:: Text under study

Blood cancers

Targeted therapy in CLL: the dawn of a new era


Chronic lymphocytic leukaemia (CLL) has traditionally been one of the most challenging leukaemias for clinicians to manage.1 Treatment options have been evolving for decades, and never faster than right now.2 To reflect upon the age of chemotherapy to chemo-immunotherapy and now targeted therapy, the limbic sat down with Professor John Seymour, Co-Director of the Division of Cancer Medicine, and Director of the Department of Haematology at the Peter MacCallum Cancer Centre, Melbourne to discuss where we’ve been and where we are headed with the management of patients with CLL.

Chemotherapy was symptom directed and palliative

For over half a century CLL has been treated with oral alkylating agents, primarily chlorambucil, or cyclophosphamide.3,4 At best these agents are symptom directed and palliative, with little or no effect on the natural history of the disease.1

As Prof. Seymour describes, “there is no evidence that these chemotherapy agents prolong survival whatsoever and almost never achieve complete remission, but they do give good relief from bulky or uncomfortable lymph nodes and diminish the symptom impact of the disease for patients. Indeed, chlorambucil therapy has shown little effect on 10-year overall survival (OS), which occurs in less than 5% of patients.3 This, explains Prof. Seymour, “is because traditional chemotherapeutic agents lack selectivity and impact normal cells to a similar degree to the malignant clone.

::::
:: Supplied records

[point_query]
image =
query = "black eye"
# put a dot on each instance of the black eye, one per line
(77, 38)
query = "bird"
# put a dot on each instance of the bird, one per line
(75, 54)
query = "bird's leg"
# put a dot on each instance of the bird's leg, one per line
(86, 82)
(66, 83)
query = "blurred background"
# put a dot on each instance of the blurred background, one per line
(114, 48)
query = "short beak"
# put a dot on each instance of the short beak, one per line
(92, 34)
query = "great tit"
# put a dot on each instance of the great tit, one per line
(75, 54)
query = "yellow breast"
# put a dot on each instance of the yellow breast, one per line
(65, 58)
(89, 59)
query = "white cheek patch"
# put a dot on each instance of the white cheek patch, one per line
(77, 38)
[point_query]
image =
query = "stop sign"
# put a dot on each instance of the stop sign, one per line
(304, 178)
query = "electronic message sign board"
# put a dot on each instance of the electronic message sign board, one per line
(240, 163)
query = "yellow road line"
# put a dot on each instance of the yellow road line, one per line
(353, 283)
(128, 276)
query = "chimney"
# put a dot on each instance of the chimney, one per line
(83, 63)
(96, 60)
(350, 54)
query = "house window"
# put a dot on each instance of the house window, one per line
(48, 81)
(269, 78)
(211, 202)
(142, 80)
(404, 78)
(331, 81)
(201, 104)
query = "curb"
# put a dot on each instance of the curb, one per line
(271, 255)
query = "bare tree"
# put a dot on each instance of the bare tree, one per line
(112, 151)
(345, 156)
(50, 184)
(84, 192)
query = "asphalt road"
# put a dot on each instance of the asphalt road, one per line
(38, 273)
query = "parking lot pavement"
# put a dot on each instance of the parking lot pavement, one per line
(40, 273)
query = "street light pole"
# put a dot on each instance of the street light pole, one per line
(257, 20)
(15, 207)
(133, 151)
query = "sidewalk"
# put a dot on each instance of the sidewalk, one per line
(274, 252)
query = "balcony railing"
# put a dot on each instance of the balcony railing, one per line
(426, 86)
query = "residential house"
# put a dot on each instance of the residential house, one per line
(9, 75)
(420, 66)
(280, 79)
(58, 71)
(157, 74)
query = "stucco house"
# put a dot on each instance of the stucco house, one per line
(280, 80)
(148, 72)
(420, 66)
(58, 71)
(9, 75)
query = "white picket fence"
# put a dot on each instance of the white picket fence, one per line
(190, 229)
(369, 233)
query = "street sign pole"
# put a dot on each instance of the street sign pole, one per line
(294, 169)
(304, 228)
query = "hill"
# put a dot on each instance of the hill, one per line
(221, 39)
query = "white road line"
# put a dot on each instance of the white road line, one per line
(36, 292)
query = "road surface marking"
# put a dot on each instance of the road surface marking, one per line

::::

Tasks to complete:
- 1) In the CLL article, what reason does Prof. Seymour give for traditional chemotherapeutic agents' limited effect?
- 2) Name every treatment approach that the CLL article presents as a stage in the history of CLL management.

Set of answers:
- 1) They lack selectivity and affect normal cells about as much as the malignant clone.

- 2) Chemotherapy, chemo-immunotherapy, targeted therapy